EXCERPTED DATA

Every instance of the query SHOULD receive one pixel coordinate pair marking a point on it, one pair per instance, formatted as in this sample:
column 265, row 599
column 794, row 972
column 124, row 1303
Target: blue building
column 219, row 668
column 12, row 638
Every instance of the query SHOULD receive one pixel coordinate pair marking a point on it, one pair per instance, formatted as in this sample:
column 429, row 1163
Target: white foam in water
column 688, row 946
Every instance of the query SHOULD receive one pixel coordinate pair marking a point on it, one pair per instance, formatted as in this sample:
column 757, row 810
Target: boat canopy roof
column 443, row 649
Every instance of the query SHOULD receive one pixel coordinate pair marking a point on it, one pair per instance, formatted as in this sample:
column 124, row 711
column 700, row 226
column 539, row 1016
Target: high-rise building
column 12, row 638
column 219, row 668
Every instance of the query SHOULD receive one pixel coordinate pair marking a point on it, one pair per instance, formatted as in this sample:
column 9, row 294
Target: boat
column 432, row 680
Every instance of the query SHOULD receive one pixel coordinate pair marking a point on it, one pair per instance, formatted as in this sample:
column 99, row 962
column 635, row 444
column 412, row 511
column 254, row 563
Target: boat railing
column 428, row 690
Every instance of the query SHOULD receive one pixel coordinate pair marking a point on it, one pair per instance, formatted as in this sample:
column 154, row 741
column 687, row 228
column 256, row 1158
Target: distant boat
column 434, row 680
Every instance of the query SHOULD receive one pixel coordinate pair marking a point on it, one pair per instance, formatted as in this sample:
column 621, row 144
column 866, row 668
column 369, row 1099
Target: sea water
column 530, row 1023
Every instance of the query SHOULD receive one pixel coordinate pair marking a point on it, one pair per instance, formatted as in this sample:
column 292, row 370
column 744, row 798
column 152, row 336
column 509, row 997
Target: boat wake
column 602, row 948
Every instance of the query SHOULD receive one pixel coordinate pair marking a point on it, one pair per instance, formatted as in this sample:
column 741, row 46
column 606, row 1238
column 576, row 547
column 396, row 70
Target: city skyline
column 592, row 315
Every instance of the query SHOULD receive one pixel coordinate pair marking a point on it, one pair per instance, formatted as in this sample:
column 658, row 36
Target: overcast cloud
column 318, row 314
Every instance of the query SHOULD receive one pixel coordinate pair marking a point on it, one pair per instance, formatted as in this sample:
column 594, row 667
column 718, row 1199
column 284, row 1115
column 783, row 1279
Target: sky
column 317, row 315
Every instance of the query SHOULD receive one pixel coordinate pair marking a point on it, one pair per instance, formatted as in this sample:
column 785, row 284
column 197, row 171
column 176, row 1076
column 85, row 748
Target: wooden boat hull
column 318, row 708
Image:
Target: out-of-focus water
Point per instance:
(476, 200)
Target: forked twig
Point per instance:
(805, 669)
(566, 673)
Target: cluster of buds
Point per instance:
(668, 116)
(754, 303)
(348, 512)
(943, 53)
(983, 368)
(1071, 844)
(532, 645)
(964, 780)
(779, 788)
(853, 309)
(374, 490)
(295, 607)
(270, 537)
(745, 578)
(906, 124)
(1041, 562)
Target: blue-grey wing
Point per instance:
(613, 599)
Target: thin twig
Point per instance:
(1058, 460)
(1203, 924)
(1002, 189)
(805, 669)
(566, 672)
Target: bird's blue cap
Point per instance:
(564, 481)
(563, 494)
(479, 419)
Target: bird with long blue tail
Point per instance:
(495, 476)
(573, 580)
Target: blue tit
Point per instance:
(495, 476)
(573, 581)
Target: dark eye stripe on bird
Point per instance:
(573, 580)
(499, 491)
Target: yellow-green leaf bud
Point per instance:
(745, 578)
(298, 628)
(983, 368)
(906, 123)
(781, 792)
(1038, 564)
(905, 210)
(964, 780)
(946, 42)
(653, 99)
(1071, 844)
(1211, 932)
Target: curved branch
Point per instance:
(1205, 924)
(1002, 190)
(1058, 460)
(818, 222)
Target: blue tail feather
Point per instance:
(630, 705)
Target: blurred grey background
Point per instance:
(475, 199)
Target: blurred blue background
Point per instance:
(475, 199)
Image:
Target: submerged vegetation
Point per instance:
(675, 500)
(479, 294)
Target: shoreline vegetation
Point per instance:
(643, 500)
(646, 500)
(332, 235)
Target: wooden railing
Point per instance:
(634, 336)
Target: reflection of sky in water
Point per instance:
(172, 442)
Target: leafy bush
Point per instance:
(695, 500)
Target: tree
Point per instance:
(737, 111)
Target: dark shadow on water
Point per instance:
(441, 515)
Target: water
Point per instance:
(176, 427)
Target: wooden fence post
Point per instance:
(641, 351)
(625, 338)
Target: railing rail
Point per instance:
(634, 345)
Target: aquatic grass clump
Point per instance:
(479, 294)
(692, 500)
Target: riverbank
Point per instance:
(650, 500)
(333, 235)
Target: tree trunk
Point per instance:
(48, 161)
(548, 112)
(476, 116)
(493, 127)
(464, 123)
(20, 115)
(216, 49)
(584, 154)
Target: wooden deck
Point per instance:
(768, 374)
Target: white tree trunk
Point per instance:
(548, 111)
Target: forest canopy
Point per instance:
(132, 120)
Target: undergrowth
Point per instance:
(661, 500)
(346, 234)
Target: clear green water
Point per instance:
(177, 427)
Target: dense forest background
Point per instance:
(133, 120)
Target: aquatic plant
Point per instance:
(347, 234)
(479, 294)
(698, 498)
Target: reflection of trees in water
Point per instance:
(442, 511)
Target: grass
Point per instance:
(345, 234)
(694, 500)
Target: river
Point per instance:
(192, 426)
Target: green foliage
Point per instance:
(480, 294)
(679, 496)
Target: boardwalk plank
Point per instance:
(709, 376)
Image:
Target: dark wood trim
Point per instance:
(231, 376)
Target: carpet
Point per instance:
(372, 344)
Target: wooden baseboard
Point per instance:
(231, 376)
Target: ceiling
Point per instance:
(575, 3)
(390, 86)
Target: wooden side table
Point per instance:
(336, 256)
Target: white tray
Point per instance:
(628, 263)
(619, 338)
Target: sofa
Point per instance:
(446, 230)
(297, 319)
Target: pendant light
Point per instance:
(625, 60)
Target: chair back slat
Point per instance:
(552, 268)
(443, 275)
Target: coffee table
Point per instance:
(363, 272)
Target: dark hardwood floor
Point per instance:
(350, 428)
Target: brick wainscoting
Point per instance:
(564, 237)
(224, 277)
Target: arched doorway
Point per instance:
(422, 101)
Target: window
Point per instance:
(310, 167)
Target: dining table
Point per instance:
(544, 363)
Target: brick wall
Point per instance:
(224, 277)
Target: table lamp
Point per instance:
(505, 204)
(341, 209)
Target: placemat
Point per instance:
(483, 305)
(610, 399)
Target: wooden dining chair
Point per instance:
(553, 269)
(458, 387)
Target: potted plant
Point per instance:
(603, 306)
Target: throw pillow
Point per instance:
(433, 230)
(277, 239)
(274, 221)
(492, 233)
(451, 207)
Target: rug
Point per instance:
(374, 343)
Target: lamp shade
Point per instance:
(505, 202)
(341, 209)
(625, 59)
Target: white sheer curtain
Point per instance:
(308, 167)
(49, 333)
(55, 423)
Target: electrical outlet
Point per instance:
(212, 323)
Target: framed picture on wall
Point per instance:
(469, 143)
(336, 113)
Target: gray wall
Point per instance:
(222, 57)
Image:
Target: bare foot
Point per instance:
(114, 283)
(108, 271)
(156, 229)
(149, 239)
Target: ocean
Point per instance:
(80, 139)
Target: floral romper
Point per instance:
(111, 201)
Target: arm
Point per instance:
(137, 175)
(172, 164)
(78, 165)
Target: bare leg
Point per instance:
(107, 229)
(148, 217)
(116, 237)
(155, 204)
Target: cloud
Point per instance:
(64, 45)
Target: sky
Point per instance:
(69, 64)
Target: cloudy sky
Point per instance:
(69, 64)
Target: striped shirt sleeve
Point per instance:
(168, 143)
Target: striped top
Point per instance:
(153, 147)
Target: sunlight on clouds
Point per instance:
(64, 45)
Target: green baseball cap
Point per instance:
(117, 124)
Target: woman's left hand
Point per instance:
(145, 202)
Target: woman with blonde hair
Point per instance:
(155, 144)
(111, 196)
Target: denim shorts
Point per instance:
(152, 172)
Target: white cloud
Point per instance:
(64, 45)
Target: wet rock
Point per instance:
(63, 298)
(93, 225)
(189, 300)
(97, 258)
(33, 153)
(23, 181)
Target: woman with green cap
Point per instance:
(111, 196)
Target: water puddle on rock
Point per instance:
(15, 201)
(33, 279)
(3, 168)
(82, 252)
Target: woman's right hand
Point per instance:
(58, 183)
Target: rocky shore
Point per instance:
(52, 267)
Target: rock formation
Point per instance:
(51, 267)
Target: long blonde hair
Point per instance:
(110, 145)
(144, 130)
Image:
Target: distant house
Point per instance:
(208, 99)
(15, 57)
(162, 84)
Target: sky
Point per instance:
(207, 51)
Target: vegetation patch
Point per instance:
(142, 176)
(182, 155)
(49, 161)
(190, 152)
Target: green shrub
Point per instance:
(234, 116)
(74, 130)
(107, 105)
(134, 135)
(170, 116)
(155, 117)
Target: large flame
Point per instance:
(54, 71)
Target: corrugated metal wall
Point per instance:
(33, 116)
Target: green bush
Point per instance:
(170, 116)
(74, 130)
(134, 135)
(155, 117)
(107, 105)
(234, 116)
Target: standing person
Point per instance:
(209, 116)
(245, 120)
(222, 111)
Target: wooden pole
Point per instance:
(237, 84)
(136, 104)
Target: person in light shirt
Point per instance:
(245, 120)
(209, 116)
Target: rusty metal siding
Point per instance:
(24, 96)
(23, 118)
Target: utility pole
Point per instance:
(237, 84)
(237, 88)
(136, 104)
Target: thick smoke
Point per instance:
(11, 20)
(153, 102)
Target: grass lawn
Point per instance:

WHAT YOU WILL DO
Give only the lines from the one holding "Target: brick wall" through the one holding "Target: woman's right hand", each restated exactly as it appears above.

TASK RESULT
Target: brick wall
Point per instance:
(224, 277)
Target: table lamp
Point per instance:
(505, 204)
(341, 209)
Target: placemat
Point per instance:
(483, 305)
(610, 399)
Target: wooden dining chair
Point per instance:
(553, 269)
(458, 387)
Target: potted plant
Point per instance:
(603, 306)
Target: throw pillow
Point per instance:
(433, 230)
(277, 239)
(274, 221)
(492, 233)
(451, 207)
Target: rug
Point per instance:
(374, 343)
Target: lamp shade
Point per instance:
(505, 202)
(341, 209)
(625, 59)
Target: white sheer curtain
Point per instance:
(308, 167)
(49, 333)
(55, 423)
Target: electrical outlet
Point per instance:
(212, 323)
Target: framed picture on wall
Point per instance:
(469, 143)
(336, 113)
Target: gray wall
Point per instance:
(222, 57)
Image:
Target: bare foot
Point per instance:
(114, 283)
(108, 271)
(156, 229)
(149, 239)
Target: ocean
Point per instance:
(80, 139)
Target: floral romper
Point per instance:
(111, 201)
Target: arm
Point per instance:
(137, 175)
(172, 164)
(78, 165)
Target: bare leg
Point per instance:
(107, 229)
(148, 217)
(116, 237)
(155, 204)
Target: cloud
Point per instance:
(64, 45)
Target: sky
Point per instance:
(69, 64)
Target: cloudy sky
Point per instance:
(69, 64)
Target: striped shirt sleeve
Point per instance:
(168, 143)
Target: striped top
Point per instance:
(153, 147)
Target: sunlight on clouds
Point per instance:
(64, 45)
Target: green baseball cap
Point per instance:
(117, 124)
Target: woman's left hand
Point per instance:
(145, 202)
Target: woman with blonde hair
Point per instance:
(155, 144)
(111, 196)
Target: denim shorts
Point per instance:
(152, 172)
Target: white cloud
Point per instance:
(64, 45)
Target: wet rock
Point per instance:
(63, 298)
(93, 225)
(189, 300)
(97, 258)
(33, 153)
(23, 181)
Target: woman with green cap
Point per instance:
(111, 196)
Target: water puddle on rock
Point per instance:
(15, 201)
(33, 279)
(3, 168)
(82, 252)
Target: woman's right hand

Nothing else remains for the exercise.